[Image point grounding data]
*-*-*

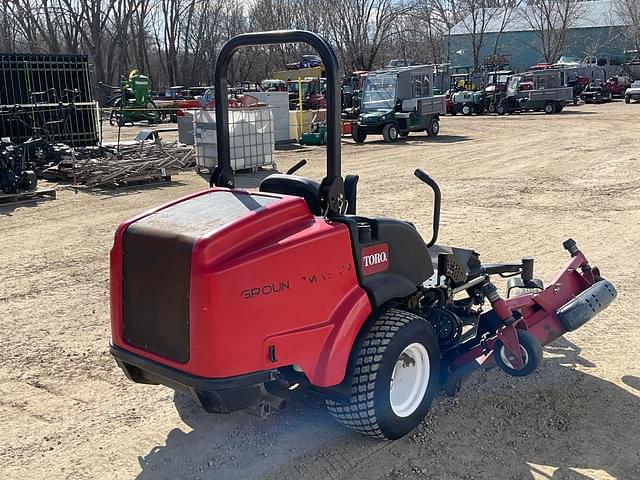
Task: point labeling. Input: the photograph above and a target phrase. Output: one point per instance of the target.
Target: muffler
(586, 305)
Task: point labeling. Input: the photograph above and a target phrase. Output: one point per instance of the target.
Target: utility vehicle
(467, 102)
(398, 101)
(598, 89)
(541, 90)
(633, 92)
(235, 296)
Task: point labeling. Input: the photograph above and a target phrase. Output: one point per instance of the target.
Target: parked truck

*-*-*

### YOUR INSTRUCTIONS
Repeat the records exactly, without the pictures.

### ANSWER TO THE EXERCISE
Task: point labeling. Input: the photograph above and a target phrase. Output: one point per instance of the target.
Target: muffler
(586, 305)
Task: point labeling. Input: the photograph above and a target phrase. Output: one point per instance of the target.
Target: utility vehicle
(467, 102)
(398, 101)
(598, 89)
(541, 90)
(633, 92)
(235, 296)
Task: point labeling. Input: the photograph above and a target phrase. Output: one point per instance of the target.
Target: parked truck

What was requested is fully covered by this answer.